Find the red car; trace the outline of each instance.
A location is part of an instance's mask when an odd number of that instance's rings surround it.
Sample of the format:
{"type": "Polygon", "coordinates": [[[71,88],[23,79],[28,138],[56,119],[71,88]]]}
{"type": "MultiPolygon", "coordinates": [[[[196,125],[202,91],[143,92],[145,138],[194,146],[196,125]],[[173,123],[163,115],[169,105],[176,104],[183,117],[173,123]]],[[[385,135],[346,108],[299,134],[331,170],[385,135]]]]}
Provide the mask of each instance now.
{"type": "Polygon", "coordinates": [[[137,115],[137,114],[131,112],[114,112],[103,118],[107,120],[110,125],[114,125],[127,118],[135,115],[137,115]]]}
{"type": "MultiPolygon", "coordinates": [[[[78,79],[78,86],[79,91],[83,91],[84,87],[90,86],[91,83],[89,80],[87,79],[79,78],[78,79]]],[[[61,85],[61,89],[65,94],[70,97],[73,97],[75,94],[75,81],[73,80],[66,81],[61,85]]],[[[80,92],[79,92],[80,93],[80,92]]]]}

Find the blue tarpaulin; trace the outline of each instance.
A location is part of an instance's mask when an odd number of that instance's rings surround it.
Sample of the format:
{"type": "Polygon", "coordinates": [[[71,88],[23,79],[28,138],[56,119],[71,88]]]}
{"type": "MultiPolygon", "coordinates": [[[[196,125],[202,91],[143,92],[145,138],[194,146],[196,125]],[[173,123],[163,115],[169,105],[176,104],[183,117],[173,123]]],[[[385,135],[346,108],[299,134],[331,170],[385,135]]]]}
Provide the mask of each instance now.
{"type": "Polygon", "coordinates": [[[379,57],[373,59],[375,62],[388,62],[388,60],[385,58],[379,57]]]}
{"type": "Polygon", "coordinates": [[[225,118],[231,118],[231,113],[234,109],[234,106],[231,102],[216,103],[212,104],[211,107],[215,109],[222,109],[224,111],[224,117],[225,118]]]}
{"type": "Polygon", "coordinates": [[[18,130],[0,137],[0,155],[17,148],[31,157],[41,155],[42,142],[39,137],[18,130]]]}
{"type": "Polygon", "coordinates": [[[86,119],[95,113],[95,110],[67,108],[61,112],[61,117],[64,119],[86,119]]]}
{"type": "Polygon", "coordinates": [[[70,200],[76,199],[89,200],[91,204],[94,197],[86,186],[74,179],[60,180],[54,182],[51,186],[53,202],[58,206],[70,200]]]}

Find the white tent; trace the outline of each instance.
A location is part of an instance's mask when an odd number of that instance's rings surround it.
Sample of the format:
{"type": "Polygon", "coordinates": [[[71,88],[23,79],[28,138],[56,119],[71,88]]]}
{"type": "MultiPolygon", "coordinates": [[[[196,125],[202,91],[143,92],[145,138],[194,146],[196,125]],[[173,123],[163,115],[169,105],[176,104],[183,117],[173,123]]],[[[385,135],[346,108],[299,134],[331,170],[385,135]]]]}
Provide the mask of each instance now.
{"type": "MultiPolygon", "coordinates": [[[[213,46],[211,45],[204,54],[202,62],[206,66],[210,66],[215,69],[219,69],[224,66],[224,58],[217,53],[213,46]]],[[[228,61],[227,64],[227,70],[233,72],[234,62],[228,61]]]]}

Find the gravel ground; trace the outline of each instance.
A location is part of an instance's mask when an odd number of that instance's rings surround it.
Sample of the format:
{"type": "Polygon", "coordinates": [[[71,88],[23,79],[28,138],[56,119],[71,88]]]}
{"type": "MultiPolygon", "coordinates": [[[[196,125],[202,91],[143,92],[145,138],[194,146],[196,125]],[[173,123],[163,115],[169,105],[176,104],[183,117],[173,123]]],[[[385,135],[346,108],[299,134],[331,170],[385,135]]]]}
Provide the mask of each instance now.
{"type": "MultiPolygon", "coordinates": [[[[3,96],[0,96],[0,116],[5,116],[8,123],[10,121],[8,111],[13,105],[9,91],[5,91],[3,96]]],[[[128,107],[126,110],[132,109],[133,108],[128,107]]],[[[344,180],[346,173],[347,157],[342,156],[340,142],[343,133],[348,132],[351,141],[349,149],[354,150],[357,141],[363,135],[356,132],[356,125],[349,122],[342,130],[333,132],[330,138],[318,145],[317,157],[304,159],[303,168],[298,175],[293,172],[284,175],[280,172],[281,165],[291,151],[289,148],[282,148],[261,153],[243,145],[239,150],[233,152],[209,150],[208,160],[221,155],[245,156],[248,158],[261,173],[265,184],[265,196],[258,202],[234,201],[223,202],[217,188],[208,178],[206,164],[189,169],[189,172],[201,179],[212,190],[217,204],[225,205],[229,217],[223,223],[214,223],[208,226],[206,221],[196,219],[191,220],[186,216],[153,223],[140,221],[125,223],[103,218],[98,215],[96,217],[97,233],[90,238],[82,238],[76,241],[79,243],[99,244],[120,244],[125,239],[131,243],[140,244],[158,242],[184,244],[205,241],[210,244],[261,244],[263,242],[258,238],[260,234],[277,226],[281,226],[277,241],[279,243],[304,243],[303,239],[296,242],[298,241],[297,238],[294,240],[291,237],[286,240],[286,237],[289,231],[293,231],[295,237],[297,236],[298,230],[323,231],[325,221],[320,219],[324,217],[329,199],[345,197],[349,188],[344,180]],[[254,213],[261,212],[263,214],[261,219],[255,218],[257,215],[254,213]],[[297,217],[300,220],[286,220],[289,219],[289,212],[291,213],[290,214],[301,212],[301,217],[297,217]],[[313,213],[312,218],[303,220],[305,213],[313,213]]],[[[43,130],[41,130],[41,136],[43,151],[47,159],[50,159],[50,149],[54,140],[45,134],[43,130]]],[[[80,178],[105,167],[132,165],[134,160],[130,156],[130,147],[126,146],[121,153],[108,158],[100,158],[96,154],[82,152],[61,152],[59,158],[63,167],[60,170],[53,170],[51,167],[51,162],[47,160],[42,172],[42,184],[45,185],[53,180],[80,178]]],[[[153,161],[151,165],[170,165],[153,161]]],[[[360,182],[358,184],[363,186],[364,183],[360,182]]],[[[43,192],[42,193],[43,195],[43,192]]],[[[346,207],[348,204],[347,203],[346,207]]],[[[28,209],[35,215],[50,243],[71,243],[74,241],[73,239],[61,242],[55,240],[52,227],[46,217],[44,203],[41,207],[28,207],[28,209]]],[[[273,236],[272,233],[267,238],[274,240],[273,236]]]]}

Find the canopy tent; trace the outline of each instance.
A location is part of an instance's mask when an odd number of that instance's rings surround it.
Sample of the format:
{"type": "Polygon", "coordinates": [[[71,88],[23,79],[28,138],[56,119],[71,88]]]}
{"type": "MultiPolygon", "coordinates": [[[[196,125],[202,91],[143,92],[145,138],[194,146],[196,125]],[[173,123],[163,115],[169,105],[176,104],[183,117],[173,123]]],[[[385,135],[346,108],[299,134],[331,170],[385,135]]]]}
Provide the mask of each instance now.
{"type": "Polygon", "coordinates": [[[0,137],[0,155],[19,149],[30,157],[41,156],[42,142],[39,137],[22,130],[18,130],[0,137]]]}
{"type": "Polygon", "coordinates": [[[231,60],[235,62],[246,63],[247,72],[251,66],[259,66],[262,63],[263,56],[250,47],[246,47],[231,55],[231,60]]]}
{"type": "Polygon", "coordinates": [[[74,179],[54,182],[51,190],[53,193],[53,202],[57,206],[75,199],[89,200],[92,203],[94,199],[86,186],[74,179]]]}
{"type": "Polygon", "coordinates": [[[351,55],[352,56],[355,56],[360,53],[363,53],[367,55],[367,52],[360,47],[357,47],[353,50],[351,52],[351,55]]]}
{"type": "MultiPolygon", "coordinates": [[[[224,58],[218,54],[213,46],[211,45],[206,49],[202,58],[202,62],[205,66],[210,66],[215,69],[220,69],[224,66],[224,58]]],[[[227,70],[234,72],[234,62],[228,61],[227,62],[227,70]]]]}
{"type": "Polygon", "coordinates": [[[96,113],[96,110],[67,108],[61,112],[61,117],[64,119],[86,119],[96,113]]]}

◆ **WHAT IS BEING ASKED**
Can you turn the lines from the one containing "Find the canopy" through the end of the data above into a numbered list, leaving out any blank lines?

◆ **ANSWER FOR THIS EXERCISE**
1. Find the canopy tent; trace the outline of each instance.
2. A location is part of an instance's mask when an odd number of that instance's rings surround it.
3. Sample of the format:
4. {"type": "Polygon", "coordinates": [[[71,88],[23,79],[28,138],[56,119],[71,88]]]}
5. {"type": "MultiPolygon", "coordinates": [[[[196,125],[202,91],[143,92],[145,138],[194,146],[196,125]],[[173,123],[163,115],[169,105],[176,104],[183,117],[173,123]]],[[[385,135],[346,108],[299,134],[331,170],[385,135]]]]}
6. Provide the mask of each instance now.
7. {"type": "Polygon", "coordinates": [[[0,137],[0,155],[19,149],[30,157],[41,156],[42,142],[39,137],[22,130],[18,130],[0,137]]]}
8. {"type": "Polygon", "coordinates": [[[231,60],[235,62],[246,63],[247,72],[251,66],[259,66],[262,63],[263,56],[250,47],[246,47],[231,55],[231,60]]]}
9. {"type": "Polygon", "coordinates": [[[74,179],[54,182],[51,190],[53,193],[53,202],[57,206],[75,199],[89,200],[92,203],[94,199],[86,186],[74,179]]]}
10. {"type": "Polygon", "coordinates": [[[351,55],[352,56],[355,56],[360,53],[363,53],[367,55],[367,52],[360,47],[357,47],[353,50],[351,52],[351,55]]]}
11. {"type": "MultiPolygon", "coordinates": [[[[224,58],[218,54],[213,46],[211,45],[206,49],[202,58],[202,62],[205,66],[210,66],[215,69],[220,69],[224,66],[224,58]]],[[[227,70],[234,72],[234,62],[228,61],[227,62],[227,70]]]]}
12. {"type": "Polygon", "coordinates": [[[96,113],[96,110],[67,108],[61,112],[61,117],[64,119],[86,119],[96,113]]]}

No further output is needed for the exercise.